» Tarea asignada 1: En el segmento del texto sobre el ataque, ¿en cuántas oraciones se propone dividir el párrafo y de qué clase es cada una?
» Tarea asignada 2: Prosigue el segmento del texto sobre el ataque a partir de su última oración.

» Segmento del texto:
★ ★ ★ ★

Pero hay un conjunto de imperativos expresos e implícitos que vinculan estas oraciones fácticas entre sí –proporcionándoles, por así decir, tejido conectivo– que podrían parafrasearse de la siguiente manera: “¡Ataquen con éxito!”, “¡Utilicen la sorpresa!” y “¡Oculten el momento y el lugar del ataque, encubran las posiciones, muévanse rápidamente, engañen al enemigo y eviten los procedimientos estereotipados!”.
De hecho, se podría reformular el párrafo y dividírselo en tres oraciones: la primera, ética; las otras dos, estrictamente fácticas:
1 ¡Ataquen con éxito!
2 Un ataque sólo resulta exitoso cuando se lo conduce en condiciones que provocan sorpresa.
3 Las condiciones que provocan sorpresa son: el ocultamiento del momento y el lugar del ataque, etcétera.

★ ★ ★ ★

» Información mostrada:

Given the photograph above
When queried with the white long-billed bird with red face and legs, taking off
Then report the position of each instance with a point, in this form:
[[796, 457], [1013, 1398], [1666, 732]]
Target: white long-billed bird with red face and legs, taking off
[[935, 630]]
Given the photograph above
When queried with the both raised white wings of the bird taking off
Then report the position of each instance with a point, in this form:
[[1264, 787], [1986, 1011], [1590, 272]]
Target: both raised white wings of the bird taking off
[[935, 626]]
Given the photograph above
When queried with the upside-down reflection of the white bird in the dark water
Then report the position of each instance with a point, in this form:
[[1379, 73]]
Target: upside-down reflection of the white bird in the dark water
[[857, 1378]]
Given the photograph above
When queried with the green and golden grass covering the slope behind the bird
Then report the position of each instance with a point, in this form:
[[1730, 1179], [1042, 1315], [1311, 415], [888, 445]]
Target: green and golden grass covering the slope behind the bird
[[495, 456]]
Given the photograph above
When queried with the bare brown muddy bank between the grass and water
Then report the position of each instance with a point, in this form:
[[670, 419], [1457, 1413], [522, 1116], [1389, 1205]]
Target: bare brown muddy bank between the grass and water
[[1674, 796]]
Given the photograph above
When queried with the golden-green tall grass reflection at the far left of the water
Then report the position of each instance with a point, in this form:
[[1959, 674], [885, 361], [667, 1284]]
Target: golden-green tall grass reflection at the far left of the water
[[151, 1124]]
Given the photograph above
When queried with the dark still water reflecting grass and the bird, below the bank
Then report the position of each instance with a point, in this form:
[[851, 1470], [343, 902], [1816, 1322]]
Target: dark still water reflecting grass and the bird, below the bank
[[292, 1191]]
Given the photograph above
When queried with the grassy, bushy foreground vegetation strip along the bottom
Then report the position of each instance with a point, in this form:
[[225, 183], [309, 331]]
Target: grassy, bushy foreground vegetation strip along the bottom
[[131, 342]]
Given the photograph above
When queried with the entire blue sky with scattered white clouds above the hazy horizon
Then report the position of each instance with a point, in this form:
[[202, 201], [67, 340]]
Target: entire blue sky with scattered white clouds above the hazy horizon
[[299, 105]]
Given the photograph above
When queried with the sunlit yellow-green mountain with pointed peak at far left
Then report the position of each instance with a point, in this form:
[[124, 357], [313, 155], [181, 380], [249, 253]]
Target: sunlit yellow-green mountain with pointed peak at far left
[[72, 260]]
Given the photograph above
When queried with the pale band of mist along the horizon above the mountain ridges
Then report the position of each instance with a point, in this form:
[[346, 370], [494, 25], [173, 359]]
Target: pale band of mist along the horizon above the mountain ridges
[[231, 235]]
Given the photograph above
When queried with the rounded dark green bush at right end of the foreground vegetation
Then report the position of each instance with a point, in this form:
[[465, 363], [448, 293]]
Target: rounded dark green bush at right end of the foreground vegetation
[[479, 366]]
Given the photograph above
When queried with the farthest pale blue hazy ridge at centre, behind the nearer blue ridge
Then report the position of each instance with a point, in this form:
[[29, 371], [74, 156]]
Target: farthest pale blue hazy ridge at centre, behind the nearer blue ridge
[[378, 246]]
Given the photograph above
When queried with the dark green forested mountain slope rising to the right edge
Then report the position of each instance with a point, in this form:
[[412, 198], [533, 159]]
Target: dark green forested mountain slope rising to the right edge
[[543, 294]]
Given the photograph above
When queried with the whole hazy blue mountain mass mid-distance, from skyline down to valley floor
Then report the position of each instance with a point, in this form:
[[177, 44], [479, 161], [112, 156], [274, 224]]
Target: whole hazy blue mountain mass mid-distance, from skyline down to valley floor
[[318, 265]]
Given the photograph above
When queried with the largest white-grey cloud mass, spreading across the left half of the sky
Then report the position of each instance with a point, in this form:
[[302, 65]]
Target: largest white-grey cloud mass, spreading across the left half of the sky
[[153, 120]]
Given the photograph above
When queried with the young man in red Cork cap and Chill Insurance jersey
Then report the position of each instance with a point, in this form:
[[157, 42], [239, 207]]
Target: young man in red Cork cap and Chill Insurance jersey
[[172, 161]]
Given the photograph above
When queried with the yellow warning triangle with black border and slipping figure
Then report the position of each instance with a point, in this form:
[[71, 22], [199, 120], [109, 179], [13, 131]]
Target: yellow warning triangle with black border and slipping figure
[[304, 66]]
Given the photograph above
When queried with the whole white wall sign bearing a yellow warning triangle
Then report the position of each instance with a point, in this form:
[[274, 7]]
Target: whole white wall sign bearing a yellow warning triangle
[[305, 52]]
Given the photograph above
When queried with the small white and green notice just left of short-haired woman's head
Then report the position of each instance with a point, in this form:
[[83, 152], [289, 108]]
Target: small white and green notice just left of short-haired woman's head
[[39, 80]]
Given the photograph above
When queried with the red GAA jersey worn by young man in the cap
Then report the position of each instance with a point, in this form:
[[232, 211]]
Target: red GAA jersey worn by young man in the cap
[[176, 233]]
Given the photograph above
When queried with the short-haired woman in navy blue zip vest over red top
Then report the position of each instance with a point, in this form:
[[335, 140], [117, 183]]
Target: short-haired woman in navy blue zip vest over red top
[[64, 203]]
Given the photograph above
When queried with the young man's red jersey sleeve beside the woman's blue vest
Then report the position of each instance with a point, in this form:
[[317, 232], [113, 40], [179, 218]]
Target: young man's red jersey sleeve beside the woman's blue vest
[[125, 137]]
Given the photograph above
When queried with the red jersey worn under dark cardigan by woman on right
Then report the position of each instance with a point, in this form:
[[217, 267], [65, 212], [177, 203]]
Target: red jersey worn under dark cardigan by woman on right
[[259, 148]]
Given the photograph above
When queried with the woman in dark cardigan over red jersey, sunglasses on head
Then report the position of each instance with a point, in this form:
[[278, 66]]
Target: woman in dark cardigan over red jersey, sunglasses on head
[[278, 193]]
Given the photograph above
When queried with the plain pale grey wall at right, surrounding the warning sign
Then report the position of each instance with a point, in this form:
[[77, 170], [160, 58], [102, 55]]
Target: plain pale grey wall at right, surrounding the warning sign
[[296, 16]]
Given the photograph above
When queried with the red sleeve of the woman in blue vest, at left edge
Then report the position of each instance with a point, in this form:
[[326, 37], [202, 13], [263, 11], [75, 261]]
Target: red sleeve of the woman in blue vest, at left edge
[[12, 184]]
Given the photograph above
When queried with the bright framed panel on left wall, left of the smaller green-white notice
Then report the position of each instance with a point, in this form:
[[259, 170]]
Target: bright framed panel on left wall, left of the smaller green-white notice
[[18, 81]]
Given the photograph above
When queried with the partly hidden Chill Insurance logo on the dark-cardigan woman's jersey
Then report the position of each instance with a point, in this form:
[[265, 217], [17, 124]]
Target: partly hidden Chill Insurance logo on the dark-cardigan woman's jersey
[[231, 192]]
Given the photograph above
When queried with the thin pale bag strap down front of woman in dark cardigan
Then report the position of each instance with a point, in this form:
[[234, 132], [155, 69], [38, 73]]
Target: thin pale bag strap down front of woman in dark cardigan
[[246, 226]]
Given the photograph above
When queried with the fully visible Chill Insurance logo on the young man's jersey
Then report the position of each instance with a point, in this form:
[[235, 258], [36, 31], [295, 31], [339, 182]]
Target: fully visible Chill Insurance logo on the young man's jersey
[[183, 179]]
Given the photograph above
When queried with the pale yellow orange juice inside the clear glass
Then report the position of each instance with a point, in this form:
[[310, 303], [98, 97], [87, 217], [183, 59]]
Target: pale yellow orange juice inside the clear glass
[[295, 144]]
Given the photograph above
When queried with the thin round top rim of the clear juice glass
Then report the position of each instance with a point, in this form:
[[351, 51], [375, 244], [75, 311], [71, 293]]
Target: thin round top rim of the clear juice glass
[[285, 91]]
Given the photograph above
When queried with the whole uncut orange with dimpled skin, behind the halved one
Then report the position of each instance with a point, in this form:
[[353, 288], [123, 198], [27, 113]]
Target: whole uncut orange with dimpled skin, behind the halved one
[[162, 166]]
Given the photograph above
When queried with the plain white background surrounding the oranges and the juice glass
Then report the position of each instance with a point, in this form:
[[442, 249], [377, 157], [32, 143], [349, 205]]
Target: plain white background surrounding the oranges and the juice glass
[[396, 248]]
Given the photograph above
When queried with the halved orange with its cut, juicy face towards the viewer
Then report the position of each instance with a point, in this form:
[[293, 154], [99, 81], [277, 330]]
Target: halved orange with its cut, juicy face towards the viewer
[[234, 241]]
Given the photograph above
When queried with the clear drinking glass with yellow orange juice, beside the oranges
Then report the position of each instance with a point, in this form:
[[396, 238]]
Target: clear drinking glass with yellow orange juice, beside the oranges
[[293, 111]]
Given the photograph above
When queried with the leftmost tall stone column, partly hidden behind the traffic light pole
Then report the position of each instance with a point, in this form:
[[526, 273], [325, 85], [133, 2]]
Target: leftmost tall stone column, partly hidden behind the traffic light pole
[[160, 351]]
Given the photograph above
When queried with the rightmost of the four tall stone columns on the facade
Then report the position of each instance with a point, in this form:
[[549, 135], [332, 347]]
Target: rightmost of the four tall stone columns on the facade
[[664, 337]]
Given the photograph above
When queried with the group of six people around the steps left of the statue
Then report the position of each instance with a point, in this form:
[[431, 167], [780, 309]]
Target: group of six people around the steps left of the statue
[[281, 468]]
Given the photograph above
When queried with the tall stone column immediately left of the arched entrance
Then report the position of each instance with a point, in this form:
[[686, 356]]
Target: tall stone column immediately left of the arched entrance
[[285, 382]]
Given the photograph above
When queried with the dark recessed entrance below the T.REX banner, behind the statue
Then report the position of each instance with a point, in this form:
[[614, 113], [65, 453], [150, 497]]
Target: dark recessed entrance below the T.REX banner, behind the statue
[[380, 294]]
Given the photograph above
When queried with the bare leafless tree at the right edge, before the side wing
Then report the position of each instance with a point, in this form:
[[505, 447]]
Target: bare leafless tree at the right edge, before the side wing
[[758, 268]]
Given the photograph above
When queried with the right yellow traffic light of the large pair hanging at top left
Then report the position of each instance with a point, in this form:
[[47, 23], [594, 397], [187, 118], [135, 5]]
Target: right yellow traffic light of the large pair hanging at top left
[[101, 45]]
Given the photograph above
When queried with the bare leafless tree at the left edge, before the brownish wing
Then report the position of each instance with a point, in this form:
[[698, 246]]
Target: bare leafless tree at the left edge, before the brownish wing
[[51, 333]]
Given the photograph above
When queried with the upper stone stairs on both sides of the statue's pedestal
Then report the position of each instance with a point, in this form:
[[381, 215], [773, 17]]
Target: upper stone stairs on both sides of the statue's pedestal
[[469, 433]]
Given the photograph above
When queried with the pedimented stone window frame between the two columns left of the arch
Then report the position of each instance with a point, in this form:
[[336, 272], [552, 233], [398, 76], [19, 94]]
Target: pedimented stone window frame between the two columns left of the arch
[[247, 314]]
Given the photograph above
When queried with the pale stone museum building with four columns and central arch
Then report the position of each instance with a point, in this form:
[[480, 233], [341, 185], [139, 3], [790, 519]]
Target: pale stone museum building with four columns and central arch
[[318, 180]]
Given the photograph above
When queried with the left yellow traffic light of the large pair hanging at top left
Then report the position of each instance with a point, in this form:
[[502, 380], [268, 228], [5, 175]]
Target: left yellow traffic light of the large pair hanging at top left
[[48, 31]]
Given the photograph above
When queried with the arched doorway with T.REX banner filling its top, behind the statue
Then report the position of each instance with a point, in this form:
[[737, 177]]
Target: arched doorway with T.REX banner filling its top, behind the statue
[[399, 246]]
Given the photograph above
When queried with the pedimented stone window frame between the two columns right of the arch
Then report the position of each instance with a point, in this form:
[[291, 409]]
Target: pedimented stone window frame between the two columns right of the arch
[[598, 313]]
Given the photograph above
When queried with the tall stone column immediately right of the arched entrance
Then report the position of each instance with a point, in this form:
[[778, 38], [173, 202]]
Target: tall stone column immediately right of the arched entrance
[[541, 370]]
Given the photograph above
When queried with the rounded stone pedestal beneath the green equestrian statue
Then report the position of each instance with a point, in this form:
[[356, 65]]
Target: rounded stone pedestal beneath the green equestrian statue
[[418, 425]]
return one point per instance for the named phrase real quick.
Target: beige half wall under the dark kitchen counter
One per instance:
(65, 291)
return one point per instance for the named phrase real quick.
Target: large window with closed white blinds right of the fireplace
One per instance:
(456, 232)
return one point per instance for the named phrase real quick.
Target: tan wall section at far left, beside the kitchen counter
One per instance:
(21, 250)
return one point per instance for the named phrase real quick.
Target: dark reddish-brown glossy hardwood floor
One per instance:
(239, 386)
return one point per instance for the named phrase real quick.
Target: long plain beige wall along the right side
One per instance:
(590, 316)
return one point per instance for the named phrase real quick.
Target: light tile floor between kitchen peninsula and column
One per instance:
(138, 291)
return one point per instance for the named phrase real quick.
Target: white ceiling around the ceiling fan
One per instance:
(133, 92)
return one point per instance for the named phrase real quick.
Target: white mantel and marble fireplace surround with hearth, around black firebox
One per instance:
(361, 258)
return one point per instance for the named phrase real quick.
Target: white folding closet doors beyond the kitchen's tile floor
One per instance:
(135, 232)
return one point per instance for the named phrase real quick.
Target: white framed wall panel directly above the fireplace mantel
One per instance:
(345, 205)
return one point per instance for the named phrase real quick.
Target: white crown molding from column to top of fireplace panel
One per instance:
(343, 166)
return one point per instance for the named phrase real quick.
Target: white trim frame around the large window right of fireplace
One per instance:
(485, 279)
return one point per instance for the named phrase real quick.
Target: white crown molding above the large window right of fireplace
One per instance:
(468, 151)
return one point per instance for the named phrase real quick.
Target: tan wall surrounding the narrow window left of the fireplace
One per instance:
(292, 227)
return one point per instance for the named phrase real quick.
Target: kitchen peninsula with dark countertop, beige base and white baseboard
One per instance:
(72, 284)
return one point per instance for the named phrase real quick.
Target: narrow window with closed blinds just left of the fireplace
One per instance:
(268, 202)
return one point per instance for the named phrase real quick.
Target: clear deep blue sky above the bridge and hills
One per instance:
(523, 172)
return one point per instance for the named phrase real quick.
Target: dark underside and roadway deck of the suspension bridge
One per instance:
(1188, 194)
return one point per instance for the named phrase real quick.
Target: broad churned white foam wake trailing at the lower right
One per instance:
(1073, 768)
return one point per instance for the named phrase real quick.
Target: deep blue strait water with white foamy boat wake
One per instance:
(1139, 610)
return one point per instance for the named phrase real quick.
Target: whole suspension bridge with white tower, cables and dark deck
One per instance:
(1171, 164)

★ ★ ★ ★

» Respuesta del ejercicio 1: En tres oraciones: la primera es ética y las otras dos son estrictamente fácticas.

» Respuesta del ejercicio 2:
De esto surge que las decisiones que toma un comandante militar de ocultar las posiciones de sus tropas, contienen elementos tanto de hecho como éticos, ya que las oculta “para” causar “sorpresa”, y esto a su vez “para” conducir con éxito un ataque. Por lo tanto, hay un sentido en el que se puede juzgar si sus decisiones son correctas: resulta una cuestión estrictamente fáctica si las medidas que toma son adecuadas “para” lograr el objetivo. No constituye una cuestión fáctica que su objetivo sea o no correcto en sí mismo, excepto en la medida en que se conecte, por medio de un “para”, con otros objetivos.
Siempre es posible evaluar las decisiones en este sentido relativo –determinar si son correctas, dado el objetivo al cual apuntan–, pero un cambio en los objetivos implica un cambio en la evaluación. Estrictamente hablando, no se valora la decisión en sí, sino la relación puramente fáctica que se impone entre la decisión y sus fines: (6) no se evalúa la decisión del comandante de tomar ciertas medidas para sorprender al enemigo, sino su juicio fáctico de que esas medidas lograrán, de hecho, la sorpresa.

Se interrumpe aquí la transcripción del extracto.